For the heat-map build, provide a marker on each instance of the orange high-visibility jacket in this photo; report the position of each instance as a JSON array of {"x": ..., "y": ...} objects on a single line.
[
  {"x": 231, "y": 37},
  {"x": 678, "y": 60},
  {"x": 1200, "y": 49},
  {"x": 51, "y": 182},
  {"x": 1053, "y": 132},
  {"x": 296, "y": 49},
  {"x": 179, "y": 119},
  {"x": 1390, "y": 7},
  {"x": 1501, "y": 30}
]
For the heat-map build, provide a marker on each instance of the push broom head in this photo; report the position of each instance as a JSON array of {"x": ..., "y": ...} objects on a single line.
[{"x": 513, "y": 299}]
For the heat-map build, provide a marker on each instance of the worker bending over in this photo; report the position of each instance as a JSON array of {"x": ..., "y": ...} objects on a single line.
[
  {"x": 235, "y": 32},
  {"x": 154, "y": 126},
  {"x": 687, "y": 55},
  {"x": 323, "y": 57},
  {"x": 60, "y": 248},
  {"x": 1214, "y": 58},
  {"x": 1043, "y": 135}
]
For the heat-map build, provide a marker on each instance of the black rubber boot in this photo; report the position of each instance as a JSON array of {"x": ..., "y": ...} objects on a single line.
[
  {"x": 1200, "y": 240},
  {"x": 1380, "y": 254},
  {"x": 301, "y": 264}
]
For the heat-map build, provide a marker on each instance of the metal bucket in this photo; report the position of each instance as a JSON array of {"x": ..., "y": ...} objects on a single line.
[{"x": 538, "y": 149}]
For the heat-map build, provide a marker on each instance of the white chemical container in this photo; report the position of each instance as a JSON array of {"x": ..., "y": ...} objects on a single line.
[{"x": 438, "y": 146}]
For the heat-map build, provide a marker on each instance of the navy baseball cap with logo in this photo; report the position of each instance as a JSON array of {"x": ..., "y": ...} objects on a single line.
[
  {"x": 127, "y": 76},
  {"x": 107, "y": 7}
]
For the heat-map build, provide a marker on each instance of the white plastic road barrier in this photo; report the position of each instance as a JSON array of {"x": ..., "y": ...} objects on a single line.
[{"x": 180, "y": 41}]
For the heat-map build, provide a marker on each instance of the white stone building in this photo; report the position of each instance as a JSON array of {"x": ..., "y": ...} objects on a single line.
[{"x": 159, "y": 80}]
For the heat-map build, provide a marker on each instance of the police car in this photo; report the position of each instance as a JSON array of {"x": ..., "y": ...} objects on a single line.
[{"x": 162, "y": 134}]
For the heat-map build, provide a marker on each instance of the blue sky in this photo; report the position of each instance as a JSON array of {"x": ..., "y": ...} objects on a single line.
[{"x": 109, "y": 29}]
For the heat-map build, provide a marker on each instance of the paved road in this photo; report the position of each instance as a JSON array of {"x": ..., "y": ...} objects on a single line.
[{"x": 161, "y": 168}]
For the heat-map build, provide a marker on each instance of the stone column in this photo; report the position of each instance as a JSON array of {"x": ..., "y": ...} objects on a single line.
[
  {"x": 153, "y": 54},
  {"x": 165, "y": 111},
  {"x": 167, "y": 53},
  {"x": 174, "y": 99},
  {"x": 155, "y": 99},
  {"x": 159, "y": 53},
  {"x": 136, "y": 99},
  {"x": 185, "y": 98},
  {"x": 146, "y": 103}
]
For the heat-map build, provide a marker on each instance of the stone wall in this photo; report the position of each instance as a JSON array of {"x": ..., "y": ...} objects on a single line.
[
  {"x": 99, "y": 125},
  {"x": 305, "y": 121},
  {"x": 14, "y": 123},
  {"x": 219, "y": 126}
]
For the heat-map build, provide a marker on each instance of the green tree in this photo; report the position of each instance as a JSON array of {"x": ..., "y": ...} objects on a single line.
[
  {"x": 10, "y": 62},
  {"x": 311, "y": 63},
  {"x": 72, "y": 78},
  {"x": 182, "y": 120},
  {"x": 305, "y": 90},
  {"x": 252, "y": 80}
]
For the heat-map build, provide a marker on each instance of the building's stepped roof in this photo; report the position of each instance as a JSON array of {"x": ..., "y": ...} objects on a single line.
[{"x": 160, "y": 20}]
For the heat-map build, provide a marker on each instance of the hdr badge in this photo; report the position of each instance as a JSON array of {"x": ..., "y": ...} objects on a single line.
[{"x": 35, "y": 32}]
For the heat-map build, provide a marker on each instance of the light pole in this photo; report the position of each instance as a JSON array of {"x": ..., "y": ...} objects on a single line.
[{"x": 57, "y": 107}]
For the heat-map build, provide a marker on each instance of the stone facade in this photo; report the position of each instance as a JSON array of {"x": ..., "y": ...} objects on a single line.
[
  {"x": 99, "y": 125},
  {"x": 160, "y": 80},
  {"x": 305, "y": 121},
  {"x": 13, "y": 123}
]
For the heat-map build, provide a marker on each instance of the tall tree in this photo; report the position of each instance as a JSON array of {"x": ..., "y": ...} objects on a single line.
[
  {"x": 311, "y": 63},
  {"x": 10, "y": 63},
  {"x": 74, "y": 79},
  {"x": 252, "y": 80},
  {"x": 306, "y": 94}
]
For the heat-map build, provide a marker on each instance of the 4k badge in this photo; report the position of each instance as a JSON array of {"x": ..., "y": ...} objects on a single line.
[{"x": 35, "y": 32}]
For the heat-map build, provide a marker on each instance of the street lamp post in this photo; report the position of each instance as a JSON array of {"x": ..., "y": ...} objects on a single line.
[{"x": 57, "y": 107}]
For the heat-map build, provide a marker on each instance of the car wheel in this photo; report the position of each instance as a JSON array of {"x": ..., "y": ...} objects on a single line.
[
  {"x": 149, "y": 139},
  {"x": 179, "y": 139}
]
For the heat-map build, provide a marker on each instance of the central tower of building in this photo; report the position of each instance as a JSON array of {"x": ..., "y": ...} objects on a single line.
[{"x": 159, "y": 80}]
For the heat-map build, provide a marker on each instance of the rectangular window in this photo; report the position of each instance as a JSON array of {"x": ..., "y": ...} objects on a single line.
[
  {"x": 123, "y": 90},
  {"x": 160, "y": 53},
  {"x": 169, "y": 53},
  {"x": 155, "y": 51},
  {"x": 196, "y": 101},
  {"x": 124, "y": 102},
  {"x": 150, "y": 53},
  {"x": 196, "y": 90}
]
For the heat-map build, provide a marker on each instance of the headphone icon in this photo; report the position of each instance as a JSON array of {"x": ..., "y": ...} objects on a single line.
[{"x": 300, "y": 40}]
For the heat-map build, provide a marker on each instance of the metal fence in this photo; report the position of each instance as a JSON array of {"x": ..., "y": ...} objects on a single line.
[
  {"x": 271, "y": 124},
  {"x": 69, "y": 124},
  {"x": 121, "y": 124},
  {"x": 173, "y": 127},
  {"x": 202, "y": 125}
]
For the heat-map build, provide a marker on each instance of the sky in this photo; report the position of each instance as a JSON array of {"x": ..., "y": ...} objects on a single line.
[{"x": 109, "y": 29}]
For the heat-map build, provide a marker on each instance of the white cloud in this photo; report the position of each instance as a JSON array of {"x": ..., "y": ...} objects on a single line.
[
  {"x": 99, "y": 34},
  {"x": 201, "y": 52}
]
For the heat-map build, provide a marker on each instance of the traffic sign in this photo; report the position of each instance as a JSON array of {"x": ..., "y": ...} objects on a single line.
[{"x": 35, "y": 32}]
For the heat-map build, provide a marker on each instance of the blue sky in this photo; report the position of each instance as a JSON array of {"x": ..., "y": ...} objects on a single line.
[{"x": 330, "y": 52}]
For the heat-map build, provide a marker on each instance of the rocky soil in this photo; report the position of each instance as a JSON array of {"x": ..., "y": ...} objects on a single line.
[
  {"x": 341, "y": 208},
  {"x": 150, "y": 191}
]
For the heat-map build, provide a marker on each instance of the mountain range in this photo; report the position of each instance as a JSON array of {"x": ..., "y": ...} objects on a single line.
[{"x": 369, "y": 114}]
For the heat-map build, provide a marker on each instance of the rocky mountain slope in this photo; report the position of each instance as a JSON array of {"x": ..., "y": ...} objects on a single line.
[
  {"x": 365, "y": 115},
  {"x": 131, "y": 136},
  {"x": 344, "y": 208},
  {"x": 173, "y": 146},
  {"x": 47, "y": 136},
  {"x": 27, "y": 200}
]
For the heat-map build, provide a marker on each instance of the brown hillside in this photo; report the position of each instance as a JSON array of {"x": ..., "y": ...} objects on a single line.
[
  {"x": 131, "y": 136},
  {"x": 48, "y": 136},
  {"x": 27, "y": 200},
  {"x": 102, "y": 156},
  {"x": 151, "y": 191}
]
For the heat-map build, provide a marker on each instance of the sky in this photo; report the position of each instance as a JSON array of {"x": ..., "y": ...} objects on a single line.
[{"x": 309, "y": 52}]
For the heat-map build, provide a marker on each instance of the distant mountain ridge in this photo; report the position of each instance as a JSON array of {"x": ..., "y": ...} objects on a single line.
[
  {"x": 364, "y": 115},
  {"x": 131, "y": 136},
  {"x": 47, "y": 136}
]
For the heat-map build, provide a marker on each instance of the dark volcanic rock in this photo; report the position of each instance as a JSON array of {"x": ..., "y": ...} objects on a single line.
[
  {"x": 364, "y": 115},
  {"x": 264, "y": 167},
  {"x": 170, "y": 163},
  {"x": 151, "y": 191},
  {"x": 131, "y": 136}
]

- **YOUR TASK**: Starting at the line that contains "of the dark", quote each remaining line of the entries above, unchanged.

- **COMPLETED TASK**:
For the heat-map build, provide a marker on each instance of the dark volcanic rock in this photo; report the position of each instance as a JSON array of {"x": ..., "y": ...} objects on a single line.
[
  {"x": 364, "y": 115},
  {"x": 264, "y": 167},
  {"x": 170, "y": 163},
  {"x": 151, "y": 191},
  {"x": 131, "y": 136}
]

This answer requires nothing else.